Write out the records below once more, exactly as they stand.

(Collected data)
::::::
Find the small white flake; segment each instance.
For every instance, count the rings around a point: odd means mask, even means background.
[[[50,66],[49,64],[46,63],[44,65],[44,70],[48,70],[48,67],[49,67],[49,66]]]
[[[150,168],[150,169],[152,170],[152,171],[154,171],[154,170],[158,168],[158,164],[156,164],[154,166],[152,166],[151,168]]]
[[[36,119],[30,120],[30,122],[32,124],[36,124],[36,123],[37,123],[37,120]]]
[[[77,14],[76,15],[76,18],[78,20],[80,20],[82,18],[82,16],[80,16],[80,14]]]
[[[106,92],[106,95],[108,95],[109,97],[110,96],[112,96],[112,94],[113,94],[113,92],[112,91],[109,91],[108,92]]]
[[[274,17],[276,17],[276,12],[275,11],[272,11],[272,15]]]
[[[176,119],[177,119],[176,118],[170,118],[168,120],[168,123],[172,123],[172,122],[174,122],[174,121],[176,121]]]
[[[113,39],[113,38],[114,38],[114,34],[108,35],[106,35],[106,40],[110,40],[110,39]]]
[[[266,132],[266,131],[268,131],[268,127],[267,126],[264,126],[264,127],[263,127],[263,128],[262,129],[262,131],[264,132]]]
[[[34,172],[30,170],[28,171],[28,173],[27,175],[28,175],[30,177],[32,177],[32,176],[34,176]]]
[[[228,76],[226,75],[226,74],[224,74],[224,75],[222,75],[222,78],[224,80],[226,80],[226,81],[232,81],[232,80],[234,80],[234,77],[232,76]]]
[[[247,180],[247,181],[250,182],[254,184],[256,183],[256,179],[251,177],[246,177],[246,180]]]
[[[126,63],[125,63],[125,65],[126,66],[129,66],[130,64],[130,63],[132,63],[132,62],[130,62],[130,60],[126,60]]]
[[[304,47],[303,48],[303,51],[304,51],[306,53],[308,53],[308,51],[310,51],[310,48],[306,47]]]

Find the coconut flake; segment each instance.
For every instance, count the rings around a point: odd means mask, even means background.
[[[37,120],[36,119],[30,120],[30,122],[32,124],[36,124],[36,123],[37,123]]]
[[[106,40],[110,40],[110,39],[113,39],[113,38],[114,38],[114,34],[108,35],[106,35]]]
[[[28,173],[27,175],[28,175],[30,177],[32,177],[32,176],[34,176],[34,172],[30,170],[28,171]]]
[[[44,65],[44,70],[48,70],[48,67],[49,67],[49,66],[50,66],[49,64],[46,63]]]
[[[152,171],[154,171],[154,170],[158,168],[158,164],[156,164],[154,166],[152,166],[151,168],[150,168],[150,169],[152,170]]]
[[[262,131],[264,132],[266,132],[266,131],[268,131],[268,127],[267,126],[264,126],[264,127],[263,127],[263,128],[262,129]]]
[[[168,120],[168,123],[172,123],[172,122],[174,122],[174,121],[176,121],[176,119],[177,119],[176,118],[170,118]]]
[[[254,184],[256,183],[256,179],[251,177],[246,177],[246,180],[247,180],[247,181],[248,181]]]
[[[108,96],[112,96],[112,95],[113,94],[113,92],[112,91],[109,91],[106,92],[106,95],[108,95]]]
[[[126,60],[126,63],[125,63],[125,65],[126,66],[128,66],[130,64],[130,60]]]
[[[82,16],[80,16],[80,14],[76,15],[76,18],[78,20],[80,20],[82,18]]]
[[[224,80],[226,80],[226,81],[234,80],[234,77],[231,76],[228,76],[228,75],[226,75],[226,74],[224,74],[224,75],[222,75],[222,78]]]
::::::
> **FULL ANSWER**:
Find the small white flake; segment each instance.
For every instance, count the rings around a point: odd means mask, even means background.
[[[50,66],[49,64],[46,63],[44,65],[44,70],[48,70],[48,67],[49,67],[49,66]]]
[[[150,168],[150,169],[152,170],[152,171],[154,171],[154,170],[158,168],[158,164],[156,164],[154,166],[152,166],[151,168]]]
[[[36,119],[30,120],[30,122],[32,124],[36,124],[36,123],[37,123],[37,120]]]
[[[77,14],[76,15],[76,18],[78,20],[80,20],[82,18],[82,16],[80,16],[80,14]]]
[[[106,92],[106,95],[108,95],[109,97],[110,96],[112,96],[112,94],[113,94],[113,92],[112,91],[109,91],[108,92]]]
[[[274,17],[276,17],[276,12],[275,11],[272,11],[272,15]]]
[[[176,119],[177,119],[176,118],[170,118],[168,120],[168,123],[172,123],[172,122],[174,122],[174,121],[176,121]]]
[[[113,39],[113,38],[114,38],[114,34],[108,35],[106,35],[106,40],[110,40],[110,39]]]
[[[266,132],[266,131],[268,131],[268,127],[267,126],[264,126],[264,127],[263,127],[263,128],[262,129],[262,131],[264,132]]]
[[[34,172],[30,170],[28,171],[28,173],[27,175],[28,175],[30,177],[32,177],[32,176],[34,176]]]
[[[228,76],[226,75],[226,74],[224,74],[224,75],[222,75],[222,78],[224,80],[226,80],[226,81],[232,81],[232,80],[234,80],[234,77],[232,76]]]
[[[247,180],[247,181],[250,182],[254,184],[256,183],[256,179],[251,177],[246,177],[246,180]]]
[[[126,63],[125,63],[125,65],[126,66],[129,66],[130,64],[130,63],[132,63],[132,62],[130,62],[130,60],[126,60]]]
[[[304,47],[303,48],[303,51],[304,51],[306,53],[308,53],[308,51],[310,51],[310,48],[306,47]]]

Find the coconut flake; segment each instance.
For every instance, count the rings around a point: odd means mask, even means background.
[[[37,120],[36,119],[30,120],[30,122],[32,124],[36,124],[36,123],[37,123]]]
[[[106,40],[110,40],[110,39],[113,39],[113,38],[114,38],[114,34],[108,35],[106,35]]]
[[[28,173],[27,175],[28,175],[30,177],[32,177],[32,176],[34,176],[34,172],[30,170],[28,171]]]
[[[44,65],[44,70],[48,70],[48,67],[49,67],[49,66],[50,66],[49,64],[46,63]]]
[[[152,171],[154,171],[154,170],[158,168],[158,164],[156,164],[154,166],[152,166],[151,168],[150,168],[150,169],[152,170]]]
[[[262,131],[264,132],[266,132],[266,131],[268,131],[268,127],[267,126],[264,126],[264,127],[263,127],[263,128],[262,129]]]
[[[168,120],[168,123],[172,123],[172,122],[174,122],[174,121],[176,121],[176,119],[177,119],[176,118],[170,118]]]
[[[254,184],[256,183],[256,179],[251,177],[246,177],[246,180],[247,180],[247,181],[248,181]]]
[[[108,96],[112,96],[112,95],[113,94],[113,92],[112,91],[109,91],[106,92],[106,95],[108,95]]]
[[[126,60],[126,63],[125,63],[125,65],[126,66],[128,66],[130,64],[130,60]]]
[[[82,16],[80,16],[80,14],[76,15],[76,18],[78,20],[80,20],[82,18]]]
[[[224,80],[226,80],[226,81],[234,80],[234,77],[231,76],[228,76],[228,75],[226,75],[226,74],[224,74],[224,75],[222,75],[222,78]]]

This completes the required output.